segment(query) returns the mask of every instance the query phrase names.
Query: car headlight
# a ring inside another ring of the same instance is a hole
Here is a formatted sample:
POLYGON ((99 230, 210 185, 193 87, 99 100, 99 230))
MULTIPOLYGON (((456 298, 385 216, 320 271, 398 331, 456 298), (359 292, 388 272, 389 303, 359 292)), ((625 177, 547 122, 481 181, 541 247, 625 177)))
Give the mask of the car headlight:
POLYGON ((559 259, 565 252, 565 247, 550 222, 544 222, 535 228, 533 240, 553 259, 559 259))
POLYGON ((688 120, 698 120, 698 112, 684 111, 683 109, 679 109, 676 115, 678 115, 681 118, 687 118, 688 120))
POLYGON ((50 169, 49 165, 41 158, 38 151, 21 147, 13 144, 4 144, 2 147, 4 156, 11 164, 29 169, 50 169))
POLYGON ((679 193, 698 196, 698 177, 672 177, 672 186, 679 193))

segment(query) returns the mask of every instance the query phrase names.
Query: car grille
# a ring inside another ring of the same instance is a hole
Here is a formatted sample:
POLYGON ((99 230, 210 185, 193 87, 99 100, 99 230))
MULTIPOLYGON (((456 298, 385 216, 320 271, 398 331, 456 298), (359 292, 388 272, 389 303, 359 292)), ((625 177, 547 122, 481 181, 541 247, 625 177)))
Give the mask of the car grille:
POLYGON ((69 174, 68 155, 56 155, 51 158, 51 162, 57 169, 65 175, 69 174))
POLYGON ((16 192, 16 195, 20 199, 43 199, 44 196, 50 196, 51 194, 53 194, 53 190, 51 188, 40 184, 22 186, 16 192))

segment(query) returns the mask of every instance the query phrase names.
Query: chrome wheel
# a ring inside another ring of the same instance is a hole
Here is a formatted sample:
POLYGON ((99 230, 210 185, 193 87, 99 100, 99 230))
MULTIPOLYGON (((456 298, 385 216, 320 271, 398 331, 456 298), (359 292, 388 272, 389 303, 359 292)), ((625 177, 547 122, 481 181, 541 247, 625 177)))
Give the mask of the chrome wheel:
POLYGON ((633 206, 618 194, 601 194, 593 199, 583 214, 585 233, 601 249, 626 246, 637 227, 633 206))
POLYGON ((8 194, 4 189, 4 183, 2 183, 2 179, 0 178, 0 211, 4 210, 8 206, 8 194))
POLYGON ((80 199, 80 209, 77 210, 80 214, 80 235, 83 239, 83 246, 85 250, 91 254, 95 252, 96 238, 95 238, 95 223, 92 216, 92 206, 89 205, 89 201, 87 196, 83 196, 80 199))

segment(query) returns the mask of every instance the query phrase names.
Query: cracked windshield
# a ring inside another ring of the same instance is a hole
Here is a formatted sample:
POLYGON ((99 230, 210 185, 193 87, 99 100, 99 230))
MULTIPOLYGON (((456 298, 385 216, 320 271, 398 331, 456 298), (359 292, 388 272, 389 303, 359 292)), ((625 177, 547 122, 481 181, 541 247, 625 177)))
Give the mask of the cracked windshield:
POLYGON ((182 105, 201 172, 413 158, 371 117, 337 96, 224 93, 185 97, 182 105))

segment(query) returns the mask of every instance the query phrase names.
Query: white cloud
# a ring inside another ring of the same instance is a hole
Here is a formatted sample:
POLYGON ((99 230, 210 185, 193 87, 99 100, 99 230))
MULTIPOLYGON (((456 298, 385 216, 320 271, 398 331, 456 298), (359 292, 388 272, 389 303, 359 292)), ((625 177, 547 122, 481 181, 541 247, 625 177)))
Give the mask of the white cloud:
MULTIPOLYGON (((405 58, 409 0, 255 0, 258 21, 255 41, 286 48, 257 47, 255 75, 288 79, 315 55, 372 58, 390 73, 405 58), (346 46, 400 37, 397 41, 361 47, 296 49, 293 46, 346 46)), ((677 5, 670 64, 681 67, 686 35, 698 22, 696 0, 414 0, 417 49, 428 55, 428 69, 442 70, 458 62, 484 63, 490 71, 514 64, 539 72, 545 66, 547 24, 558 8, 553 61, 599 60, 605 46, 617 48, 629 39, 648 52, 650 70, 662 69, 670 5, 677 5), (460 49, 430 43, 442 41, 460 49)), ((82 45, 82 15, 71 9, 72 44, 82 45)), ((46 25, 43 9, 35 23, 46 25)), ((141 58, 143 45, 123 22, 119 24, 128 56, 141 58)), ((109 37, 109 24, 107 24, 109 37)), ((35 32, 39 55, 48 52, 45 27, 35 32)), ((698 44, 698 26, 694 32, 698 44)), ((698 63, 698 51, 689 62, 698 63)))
* * * *
● **TASK**
Which lines of the material contain the word "Give"? Show each of them in full, and treat uppercase and lowercase letters as different.

● **RESPONSE TO THE EXERCISE**
Give the mask of the car headlight:
Give the mask of the car grille:
Give the mask of the chrome wheel:
Give the mask of the cracked windshield:
Give the mask of the white cloud:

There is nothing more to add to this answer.